### DATA SUPPLIED
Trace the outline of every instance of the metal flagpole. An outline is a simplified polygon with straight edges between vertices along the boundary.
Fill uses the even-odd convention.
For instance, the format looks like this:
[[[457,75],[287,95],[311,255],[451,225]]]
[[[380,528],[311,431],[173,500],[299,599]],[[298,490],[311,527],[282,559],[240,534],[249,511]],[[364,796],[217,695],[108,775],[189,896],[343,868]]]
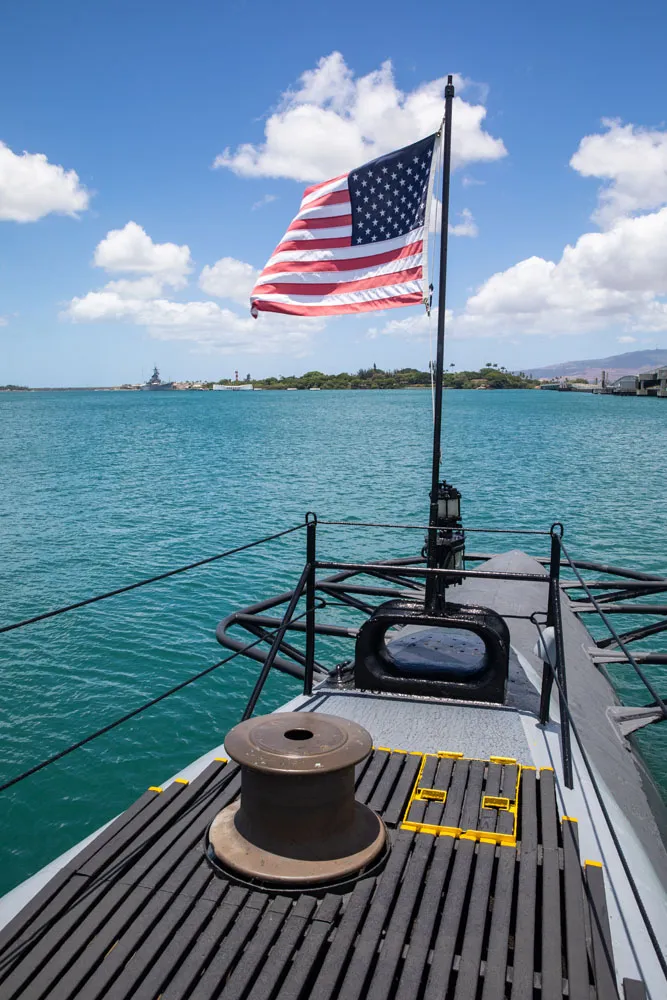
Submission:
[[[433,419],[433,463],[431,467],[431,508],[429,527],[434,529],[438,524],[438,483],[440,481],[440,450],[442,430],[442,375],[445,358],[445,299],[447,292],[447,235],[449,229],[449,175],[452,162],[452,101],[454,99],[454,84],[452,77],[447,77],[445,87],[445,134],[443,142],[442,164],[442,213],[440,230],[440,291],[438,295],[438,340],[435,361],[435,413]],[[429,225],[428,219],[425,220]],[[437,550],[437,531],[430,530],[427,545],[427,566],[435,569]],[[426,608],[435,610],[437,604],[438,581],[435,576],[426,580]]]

==

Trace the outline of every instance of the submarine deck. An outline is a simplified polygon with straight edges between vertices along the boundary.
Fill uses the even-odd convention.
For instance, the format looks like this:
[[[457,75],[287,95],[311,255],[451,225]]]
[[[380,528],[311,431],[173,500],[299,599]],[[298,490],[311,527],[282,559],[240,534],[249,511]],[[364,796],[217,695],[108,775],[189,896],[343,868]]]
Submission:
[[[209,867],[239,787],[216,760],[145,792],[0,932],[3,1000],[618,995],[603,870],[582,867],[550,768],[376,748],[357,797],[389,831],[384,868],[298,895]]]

### THE PROBLEM
The lines to copy are those in the records above containing the word "polygon".

### EXERCISE RESULT
Trace the outline of every instance of the metal flagpole. An outline is a simplified polygon with straight edges between vertices along the boundary.
Trace the outline of every instance of the submarine deck. An outline is a simplified polygon with straight edges between vertices along the boundary.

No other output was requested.